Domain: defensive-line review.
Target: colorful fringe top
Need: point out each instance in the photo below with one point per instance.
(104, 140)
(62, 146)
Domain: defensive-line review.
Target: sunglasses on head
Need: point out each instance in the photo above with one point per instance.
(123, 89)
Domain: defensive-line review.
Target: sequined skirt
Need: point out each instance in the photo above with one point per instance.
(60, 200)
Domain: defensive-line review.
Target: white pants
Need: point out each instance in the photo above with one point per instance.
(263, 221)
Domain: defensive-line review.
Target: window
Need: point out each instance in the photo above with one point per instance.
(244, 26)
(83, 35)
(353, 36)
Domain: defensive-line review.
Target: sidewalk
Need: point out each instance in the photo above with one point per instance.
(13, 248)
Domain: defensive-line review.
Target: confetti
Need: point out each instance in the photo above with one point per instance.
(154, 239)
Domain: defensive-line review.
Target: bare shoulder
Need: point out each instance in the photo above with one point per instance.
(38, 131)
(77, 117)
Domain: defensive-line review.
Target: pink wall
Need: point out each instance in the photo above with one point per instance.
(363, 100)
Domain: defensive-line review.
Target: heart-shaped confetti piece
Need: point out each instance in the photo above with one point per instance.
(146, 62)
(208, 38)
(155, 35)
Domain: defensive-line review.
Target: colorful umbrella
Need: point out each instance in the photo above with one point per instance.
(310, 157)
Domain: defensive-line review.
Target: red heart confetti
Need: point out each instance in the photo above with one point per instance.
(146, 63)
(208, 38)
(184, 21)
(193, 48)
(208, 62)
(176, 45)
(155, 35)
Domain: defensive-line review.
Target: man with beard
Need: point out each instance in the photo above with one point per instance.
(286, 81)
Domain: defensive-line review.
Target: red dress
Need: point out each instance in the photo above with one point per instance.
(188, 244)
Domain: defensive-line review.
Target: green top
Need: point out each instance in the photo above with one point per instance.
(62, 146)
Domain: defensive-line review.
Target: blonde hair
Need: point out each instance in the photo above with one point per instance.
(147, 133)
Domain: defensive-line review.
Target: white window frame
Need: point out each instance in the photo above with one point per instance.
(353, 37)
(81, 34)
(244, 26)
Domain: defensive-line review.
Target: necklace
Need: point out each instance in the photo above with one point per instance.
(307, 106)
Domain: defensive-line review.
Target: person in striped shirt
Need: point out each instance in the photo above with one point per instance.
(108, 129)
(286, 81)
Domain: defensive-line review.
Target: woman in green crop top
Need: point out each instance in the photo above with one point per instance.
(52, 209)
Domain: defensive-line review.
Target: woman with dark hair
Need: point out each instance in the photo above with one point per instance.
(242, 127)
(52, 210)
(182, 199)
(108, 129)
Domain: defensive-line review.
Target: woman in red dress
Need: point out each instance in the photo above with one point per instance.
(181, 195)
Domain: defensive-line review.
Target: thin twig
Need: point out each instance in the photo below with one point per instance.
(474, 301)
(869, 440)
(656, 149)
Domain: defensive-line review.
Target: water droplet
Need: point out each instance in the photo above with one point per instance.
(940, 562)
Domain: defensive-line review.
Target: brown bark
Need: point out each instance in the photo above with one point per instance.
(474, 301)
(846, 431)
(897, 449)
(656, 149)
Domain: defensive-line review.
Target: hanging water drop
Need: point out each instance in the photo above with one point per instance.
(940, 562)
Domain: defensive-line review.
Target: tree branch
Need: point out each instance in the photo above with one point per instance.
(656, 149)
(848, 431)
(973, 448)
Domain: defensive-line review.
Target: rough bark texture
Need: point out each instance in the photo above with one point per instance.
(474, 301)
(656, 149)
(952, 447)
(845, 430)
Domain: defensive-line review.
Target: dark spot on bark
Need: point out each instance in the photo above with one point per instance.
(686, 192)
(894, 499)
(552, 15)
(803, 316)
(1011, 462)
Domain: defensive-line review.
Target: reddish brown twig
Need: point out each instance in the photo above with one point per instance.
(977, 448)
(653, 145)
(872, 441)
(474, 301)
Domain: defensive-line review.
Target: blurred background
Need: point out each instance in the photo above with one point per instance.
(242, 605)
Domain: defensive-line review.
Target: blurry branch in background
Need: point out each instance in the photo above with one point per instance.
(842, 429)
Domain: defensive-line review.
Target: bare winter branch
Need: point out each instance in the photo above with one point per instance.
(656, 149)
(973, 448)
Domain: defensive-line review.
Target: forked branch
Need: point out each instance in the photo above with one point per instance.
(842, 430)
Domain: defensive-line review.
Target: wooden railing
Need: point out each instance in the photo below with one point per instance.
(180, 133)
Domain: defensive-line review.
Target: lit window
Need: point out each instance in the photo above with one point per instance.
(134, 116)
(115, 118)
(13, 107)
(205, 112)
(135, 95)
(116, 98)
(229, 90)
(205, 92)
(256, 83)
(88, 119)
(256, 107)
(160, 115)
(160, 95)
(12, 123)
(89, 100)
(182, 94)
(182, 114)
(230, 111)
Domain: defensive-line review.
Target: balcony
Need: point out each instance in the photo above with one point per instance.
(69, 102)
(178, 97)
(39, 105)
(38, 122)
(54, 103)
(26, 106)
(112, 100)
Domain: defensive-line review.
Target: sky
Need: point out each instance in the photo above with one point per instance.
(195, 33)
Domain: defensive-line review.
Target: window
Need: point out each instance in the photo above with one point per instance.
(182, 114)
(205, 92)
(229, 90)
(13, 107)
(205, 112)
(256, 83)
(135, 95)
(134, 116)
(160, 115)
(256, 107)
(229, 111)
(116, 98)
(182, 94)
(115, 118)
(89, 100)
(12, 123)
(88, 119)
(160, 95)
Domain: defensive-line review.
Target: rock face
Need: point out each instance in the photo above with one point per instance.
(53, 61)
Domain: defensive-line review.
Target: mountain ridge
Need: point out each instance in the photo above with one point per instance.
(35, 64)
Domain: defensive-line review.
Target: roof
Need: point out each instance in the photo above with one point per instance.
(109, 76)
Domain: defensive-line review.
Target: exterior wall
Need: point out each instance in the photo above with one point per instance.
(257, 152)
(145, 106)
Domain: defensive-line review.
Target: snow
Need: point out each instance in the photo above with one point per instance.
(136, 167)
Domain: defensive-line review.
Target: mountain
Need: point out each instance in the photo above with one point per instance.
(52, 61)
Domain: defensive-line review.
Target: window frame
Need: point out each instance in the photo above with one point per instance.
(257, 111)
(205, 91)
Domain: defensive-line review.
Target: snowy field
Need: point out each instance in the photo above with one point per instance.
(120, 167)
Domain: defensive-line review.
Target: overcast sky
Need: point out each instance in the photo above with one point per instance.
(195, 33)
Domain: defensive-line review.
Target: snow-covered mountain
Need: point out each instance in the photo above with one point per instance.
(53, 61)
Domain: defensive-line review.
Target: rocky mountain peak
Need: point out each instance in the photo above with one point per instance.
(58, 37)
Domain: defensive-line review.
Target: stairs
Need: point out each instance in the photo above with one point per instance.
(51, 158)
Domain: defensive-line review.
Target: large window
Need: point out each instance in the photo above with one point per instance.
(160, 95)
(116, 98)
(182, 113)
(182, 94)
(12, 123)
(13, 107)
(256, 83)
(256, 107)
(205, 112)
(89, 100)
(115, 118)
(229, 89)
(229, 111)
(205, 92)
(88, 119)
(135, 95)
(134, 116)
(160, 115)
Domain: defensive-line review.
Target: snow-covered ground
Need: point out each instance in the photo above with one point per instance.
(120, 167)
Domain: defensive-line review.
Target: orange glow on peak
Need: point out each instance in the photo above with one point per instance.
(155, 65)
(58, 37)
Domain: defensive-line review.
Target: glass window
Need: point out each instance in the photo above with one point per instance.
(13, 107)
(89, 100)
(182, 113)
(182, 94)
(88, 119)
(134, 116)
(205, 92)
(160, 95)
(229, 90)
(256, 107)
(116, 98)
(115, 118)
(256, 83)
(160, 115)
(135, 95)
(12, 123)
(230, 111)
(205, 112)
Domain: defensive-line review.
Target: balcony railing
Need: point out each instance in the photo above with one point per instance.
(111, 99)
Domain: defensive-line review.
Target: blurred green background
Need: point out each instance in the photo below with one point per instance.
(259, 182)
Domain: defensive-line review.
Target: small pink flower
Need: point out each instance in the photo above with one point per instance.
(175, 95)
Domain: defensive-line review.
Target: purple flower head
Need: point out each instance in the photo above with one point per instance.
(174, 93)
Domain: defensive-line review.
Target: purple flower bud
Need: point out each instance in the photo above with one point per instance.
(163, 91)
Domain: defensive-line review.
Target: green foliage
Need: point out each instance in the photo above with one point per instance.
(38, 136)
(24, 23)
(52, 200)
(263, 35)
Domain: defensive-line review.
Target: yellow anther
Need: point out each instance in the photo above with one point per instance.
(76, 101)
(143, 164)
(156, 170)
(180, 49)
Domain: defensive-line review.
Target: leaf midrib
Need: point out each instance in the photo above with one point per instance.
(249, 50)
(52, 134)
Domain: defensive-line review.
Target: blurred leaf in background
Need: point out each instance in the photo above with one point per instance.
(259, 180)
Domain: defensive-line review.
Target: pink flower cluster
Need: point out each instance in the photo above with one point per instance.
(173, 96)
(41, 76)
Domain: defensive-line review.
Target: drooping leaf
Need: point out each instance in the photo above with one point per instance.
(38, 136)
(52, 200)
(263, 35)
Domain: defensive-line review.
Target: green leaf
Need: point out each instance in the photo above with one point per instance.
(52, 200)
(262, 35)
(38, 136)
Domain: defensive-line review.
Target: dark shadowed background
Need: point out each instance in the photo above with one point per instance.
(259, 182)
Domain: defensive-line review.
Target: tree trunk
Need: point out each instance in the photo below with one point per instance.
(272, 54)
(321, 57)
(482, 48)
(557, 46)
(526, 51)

TASK ITEM =>
Find the word "bark" in the records. Copy every line it appears in.

ANSWER BELOW =>
Target: brown bark
Target: rough bark texture
Target: dark spot on bark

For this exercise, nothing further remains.